> [Exercise brief]:
Copy the rows starting at the line containing "as in (332,200)." and ending at the last row, requests included. Move every answer coordinate by adding 145 to each of its numbers, and leave the requests unchanged.

(Position annotation rows)
=======

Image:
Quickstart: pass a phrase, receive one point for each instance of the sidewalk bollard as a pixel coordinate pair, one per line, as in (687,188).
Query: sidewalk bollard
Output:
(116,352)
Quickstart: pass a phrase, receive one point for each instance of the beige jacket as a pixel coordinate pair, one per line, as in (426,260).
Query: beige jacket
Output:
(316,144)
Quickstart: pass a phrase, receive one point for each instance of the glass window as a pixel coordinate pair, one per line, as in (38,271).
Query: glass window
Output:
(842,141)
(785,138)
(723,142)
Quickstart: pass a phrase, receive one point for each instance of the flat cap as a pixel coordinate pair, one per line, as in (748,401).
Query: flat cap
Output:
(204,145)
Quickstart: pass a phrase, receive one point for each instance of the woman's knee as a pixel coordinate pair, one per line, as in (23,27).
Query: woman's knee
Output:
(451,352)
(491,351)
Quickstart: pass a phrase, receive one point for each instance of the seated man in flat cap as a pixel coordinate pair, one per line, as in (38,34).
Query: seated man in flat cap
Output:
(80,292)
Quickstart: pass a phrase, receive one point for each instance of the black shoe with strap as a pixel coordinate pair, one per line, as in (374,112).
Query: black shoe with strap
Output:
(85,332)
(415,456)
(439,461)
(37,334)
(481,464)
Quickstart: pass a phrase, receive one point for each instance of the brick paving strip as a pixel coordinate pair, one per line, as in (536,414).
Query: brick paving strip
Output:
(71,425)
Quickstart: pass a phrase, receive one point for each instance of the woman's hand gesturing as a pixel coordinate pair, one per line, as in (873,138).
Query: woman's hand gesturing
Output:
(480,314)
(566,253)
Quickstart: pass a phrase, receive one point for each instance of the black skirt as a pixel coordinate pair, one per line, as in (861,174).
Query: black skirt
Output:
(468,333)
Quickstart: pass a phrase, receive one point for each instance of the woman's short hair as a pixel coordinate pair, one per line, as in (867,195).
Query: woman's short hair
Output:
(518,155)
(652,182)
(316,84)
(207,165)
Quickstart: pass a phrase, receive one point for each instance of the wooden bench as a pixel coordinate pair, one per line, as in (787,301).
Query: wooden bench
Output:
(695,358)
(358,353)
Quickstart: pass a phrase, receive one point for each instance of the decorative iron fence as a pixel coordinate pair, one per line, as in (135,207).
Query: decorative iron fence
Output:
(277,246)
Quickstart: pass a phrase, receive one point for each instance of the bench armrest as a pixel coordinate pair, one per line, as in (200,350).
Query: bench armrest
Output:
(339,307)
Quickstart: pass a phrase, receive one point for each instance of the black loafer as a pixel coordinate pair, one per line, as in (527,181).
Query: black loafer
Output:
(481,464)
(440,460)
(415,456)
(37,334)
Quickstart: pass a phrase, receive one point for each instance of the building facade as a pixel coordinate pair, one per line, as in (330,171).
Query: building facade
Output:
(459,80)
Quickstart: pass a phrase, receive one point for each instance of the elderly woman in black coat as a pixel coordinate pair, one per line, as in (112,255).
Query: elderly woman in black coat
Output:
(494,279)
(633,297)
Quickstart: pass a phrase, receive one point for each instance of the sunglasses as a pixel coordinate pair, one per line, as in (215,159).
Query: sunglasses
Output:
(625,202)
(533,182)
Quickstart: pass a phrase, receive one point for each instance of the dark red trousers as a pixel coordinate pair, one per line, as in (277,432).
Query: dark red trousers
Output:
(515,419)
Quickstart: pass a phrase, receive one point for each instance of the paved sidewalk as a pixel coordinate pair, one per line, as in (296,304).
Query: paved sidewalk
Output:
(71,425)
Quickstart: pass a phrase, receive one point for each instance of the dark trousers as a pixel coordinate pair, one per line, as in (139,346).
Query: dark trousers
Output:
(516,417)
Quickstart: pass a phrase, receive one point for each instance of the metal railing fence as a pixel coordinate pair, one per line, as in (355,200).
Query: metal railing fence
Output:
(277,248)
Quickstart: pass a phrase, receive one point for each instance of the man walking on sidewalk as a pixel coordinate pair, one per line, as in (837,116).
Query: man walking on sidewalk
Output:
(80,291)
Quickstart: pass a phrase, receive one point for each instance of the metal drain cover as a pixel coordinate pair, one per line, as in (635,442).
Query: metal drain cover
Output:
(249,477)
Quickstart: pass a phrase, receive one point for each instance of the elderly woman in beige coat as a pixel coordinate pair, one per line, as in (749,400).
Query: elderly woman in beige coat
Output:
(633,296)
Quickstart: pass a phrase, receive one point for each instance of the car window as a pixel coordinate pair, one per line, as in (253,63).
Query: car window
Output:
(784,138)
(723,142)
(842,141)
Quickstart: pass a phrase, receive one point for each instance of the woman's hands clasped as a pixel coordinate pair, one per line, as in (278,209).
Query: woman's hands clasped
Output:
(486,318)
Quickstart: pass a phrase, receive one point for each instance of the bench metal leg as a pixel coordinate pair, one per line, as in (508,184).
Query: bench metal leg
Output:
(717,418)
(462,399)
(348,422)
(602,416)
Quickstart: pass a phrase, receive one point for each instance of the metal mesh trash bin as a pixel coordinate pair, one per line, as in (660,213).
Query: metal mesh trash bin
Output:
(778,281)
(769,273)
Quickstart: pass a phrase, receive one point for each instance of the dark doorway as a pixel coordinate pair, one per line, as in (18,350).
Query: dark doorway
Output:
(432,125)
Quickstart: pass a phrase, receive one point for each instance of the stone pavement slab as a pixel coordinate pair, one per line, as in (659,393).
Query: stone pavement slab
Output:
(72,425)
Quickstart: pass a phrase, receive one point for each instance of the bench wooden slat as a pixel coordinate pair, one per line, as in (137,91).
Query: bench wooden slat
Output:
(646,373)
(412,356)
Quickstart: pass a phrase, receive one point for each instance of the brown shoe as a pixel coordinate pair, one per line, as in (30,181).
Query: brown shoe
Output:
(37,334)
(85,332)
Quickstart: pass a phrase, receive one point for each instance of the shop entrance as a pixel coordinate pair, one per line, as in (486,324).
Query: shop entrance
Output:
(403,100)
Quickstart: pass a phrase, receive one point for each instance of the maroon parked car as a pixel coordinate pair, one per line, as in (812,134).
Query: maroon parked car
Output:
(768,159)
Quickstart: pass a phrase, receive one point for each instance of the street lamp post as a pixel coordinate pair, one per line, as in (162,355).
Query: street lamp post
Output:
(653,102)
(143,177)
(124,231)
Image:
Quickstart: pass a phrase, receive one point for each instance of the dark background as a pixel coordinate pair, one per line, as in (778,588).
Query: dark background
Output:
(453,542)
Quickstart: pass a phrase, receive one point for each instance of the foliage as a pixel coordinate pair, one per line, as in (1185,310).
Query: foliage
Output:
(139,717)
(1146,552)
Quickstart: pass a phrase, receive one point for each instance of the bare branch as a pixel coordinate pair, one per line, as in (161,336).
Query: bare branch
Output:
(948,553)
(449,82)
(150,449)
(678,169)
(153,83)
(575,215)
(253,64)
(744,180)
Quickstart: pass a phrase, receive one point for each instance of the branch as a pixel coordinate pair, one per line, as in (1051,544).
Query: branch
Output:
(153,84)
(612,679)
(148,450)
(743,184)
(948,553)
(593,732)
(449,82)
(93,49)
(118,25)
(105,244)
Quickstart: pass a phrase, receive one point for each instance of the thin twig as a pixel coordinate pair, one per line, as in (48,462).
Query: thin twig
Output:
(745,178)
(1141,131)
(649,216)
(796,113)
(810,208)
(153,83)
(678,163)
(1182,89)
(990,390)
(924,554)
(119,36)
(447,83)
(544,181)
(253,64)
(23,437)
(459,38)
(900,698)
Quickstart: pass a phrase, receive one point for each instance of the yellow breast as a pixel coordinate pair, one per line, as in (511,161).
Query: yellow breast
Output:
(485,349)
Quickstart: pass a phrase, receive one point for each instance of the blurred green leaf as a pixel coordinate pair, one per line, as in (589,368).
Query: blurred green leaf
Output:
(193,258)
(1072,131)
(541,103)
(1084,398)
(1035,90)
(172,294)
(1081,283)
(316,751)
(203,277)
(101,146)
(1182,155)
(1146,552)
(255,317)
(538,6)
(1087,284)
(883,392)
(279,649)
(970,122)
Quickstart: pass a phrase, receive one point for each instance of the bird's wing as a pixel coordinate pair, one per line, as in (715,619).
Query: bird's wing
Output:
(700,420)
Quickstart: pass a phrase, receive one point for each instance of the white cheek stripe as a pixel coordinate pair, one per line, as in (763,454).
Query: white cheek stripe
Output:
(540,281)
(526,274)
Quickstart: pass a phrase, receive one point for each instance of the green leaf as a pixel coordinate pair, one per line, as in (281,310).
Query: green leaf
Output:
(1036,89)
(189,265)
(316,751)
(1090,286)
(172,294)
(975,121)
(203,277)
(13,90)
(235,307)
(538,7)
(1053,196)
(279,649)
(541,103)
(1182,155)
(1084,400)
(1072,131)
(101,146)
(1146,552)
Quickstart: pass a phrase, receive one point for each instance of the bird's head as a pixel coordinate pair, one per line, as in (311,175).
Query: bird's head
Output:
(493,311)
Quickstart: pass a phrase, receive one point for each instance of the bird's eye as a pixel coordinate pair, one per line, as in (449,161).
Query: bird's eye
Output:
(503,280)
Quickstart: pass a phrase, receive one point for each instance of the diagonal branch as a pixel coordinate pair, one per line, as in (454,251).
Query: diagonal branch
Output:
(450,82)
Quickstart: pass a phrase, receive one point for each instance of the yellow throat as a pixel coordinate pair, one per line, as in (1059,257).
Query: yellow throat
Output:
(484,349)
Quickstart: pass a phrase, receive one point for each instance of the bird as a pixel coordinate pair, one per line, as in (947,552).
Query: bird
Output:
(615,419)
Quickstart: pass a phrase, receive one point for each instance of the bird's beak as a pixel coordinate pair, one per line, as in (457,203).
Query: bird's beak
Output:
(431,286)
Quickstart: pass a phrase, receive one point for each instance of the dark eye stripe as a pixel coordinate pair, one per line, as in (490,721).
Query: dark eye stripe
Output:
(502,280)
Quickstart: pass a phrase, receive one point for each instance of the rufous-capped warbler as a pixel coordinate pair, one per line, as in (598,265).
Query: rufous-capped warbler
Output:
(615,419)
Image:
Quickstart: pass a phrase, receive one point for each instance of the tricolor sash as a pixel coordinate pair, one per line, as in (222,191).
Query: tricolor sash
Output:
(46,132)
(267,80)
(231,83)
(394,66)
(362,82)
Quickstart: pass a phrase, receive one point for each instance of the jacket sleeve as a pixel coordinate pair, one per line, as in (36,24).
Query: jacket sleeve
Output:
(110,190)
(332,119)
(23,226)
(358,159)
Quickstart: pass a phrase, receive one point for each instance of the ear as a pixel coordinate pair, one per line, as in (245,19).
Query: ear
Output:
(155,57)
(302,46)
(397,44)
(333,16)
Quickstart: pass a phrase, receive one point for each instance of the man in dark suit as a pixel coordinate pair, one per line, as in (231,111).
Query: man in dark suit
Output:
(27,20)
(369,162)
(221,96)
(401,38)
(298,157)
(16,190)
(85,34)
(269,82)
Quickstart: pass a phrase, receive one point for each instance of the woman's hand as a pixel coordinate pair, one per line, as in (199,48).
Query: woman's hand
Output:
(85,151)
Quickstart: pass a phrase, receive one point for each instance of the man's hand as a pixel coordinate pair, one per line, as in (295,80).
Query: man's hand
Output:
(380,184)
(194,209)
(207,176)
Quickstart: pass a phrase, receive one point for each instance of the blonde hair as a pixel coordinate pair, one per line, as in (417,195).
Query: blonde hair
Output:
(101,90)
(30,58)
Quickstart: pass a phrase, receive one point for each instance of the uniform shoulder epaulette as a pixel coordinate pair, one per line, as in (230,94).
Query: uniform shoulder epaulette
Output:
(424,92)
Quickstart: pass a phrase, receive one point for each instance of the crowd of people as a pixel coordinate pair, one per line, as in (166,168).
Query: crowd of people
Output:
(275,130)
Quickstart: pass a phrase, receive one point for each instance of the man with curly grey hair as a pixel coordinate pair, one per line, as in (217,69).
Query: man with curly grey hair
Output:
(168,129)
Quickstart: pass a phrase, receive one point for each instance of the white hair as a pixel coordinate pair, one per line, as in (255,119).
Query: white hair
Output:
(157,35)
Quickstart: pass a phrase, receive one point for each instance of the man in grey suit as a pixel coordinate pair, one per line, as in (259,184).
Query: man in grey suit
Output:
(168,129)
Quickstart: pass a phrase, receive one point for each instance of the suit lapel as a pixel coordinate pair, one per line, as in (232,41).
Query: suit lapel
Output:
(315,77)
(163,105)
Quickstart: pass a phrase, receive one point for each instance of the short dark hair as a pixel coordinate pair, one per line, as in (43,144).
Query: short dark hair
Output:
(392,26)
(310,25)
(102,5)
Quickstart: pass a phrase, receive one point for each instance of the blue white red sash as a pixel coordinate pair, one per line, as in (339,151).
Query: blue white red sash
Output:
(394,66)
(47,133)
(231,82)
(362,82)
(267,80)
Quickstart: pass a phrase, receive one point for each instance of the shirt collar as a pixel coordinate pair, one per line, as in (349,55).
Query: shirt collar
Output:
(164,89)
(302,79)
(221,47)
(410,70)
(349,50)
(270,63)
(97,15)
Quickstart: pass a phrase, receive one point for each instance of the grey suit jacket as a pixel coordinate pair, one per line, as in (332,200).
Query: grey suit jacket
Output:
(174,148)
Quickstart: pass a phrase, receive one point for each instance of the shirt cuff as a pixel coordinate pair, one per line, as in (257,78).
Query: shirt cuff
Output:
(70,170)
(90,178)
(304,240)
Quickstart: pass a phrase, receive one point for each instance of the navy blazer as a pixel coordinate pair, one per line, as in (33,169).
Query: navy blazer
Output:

=======

> [Correct result]:
Quickstart: pass a phrase, receive one point for each instance of the grey suit jacket as a pixel coordinate pair, one per line, as in (332,200).
Query: grey suit jacket
Output:
(319,293)
Quickstart: pass a phrase, receive one point for each instance of the shirt cuff as a pixel coordinate pair, one per line, as in (257,78).
Query: shirt cuff
Output:
(215,315)
(235,323)
(449,385)
Quickstart: pass a phrase, receive one point for each instance of the navy blazer as a pixel coordinate pair, one per line, as in (33,169).
Query: navy blazer
Output:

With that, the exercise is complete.